> _EXERCISE REQUIREMENTS_
- 1) According to the PagerDuty alerting table, what action is taken when the balance falls below $10?
- 2) List every condition that appears in the PagerDuty alerting table.
- 3) Extend the PagerDuty alerting code, picking up right after its last line.

Severity Condition PagerDuty Action
Critical Balance < $2 Page on-call engineer
Critical All workers down Page on-call engineer
High Error rate > 20% for 5 min Create urgent incident
Warning Balance < $10 Create low-urgency incident
Warning Queue depth > 100 for 10 min Create low-urgency incident
Info Solve latency p95 > 120s Add to existing incident or log

Python — PagerDuty Events API v2

import os
import time
import hashlib
import requests
from datetime import datetime

API_KEY = os.environ["CAPTCHAAI_API_KEY"]
PAGERDUTY_ROUTING_KEY = os.environ["PAGERDUTY_ROUTING_KEY"]

session = requests.Session()


class CaptchaPagerDuty:
    EVENTS_URL = "https://events.pagerduty.com/v2/enqueue"

    def __init__(self, routing_key):
        self.routing_key = routing_key

    def trigger(self, summary, severity="error", source="captcha-pipeline",
                details=None, dedup_key=None):
        """Trigger a new PagerDuty incident."""

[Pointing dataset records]
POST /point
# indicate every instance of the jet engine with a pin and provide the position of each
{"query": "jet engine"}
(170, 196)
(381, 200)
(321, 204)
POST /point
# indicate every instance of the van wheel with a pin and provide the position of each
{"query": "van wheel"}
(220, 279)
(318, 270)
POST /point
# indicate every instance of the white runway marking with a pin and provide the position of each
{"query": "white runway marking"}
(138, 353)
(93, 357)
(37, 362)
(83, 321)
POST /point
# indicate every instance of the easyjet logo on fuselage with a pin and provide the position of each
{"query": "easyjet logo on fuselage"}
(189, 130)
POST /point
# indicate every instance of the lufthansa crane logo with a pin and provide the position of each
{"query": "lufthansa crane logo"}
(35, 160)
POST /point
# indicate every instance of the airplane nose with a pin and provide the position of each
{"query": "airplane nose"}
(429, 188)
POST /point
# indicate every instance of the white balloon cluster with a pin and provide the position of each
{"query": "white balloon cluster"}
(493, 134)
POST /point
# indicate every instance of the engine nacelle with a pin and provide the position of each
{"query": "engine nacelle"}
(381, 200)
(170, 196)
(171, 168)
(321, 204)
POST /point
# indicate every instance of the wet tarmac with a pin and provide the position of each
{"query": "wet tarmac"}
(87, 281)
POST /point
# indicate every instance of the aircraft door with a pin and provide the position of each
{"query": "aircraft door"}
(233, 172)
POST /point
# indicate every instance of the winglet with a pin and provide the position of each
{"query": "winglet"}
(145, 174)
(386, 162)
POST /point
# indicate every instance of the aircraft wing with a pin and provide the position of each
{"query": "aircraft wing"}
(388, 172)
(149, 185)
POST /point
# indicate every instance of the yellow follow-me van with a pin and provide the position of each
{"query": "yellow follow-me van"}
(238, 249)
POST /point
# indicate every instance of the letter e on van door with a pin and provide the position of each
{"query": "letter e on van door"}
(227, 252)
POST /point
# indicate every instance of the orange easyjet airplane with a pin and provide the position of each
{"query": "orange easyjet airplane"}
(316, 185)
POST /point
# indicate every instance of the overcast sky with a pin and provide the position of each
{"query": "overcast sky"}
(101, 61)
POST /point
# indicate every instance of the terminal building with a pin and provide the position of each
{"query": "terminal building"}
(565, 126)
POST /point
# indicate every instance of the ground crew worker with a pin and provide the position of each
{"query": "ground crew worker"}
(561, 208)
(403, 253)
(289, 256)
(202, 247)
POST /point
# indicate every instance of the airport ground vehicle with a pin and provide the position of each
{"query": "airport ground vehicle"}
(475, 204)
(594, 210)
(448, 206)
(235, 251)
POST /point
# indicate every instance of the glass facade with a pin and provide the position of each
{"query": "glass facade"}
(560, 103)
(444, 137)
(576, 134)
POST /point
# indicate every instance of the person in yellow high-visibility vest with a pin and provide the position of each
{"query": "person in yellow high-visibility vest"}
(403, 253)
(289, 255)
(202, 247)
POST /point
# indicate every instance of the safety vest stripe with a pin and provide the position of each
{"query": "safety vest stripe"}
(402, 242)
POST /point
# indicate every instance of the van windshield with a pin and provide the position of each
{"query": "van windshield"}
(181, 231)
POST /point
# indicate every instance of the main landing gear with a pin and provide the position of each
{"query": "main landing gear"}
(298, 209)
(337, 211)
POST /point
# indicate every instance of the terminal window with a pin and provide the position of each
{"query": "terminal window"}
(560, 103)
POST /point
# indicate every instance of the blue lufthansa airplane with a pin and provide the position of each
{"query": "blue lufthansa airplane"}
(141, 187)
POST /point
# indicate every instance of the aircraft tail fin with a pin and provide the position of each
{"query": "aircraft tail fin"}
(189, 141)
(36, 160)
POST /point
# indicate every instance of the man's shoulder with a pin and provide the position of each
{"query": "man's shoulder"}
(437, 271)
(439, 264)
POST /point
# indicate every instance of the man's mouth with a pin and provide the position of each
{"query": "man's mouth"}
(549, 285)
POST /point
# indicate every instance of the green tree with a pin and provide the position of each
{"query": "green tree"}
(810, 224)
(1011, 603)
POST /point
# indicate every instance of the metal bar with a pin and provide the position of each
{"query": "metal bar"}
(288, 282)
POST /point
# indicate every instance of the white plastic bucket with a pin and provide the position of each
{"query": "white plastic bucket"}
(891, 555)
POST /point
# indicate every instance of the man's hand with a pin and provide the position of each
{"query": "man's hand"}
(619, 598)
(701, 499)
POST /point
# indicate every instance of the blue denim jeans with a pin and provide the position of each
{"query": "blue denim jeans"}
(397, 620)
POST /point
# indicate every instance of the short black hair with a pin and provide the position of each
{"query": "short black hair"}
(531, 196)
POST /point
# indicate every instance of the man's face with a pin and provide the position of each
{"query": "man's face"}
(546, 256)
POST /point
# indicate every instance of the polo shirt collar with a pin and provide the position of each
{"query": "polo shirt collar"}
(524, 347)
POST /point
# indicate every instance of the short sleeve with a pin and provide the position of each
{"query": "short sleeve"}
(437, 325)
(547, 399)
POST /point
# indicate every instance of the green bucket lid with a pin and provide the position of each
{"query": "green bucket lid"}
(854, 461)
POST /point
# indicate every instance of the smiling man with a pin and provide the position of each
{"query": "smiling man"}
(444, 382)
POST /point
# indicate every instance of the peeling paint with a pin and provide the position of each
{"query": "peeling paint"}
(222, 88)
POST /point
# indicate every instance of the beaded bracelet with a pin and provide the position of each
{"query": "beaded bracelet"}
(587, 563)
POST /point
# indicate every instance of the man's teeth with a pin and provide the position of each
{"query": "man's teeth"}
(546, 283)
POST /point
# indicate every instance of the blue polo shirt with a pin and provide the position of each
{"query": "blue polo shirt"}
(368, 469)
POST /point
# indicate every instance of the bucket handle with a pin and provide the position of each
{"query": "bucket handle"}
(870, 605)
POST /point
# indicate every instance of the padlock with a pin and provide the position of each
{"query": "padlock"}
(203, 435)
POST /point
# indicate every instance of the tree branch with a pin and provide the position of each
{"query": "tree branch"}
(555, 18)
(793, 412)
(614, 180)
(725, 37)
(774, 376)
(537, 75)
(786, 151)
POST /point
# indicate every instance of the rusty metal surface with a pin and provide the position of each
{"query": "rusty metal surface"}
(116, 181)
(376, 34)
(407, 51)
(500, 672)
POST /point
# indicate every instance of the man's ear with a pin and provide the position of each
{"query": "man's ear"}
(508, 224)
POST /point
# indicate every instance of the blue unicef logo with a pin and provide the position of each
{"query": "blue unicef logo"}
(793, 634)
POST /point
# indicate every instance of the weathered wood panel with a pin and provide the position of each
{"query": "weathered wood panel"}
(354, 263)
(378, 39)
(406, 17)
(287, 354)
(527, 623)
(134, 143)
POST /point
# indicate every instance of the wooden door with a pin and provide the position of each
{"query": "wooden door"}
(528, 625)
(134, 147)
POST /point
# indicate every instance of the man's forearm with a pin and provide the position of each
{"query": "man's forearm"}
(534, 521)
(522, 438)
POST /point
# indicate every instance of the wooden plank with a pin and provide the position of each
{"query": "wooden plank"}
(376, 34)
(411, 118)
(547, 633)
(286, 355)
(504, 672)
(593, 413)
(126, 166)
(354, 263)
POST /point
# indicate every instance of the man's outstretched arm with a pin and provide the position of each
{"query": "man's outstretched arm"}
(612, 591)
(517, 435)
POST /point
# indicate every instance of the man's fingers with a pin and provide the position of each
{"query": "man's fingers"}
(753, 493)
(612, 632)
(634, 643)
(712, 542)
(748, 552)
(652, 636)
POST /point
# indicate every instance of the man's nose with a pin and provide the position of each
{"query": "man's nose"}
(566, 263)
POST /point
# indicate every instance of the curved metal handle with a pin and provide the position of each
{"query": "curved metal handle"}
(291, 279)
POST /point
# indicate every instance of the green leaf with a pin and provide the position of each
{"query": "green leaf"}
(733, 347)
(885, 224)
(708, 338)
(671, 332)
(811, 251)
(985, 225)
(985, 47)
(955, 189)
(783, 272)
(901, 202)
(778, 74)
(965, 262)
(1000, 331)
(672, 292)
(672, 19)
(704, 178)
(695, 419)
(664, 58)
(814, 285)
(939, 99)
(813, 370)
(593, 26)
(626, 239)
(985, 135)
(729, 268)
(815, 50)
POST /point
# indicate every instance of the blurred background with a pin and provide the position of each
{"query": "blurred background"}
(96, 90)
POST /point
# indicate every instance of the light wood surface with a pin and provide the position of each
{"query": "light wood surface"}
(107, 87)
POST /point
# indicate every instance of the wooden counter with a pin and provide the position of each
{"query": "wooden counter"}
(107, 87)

> _THE REPLIES_
- 1) Create low-urgency incident

- 2)
- Balance < $2
- All workers down
- Error rate > 20% for 5 min
- Balance < $10
- Queue depth > 100 for 10 min
- Solve latency p95 > 120s

- 3)
        payload = {
            "routing_key": self.routing_key,
            "event_action": "trigger",
            "payload": {
                "summary": summary,
                "severity": severity,  # critical, error, warning, info
                "source": source,
                "timestamp": datetime.utcnow().isoformat() + "Z",
                "custom_details": details or {}
            }
        }

        if dedup_key:
            payload["dedup_key"] = dedup_key

        resp = requests.post(self.EVENTS_URL, json=payload, timeout=10)
        resp.raise_for_status()
        return resp.json()

    def resolve(self, dedup_key):
        """Resolve an existing incident."""
        payload = {
            "routing_key": self.routing_key,
            "event_action": "resolve",
            "dedup_key": dedup_key
        }
        resp = requests.post(self.EVENTS_URL, json=payload, timeout=10)
        resp.raise_for_status()
        return resp.json()

    def acknowledge(self, dedup_key):
        """Acknowledge an existing incident."""
        payload = {
            "routing_key": self.routing_key,
            "event_action": "acknowledge",
            "dedup_key": dedup_key
        }
        resp = requests.post(self.EVENTS_URL, json=payload, timeout=10)
        resp.raise_for_status()
        return resp.json()


pagerduty = CaptchaPagerDuty(PAGERDUTY_ROUTING_KEY)


class CaptchaMonitor:
    def __init__(self):
        self.error_window = []  # (timestamp, is_error)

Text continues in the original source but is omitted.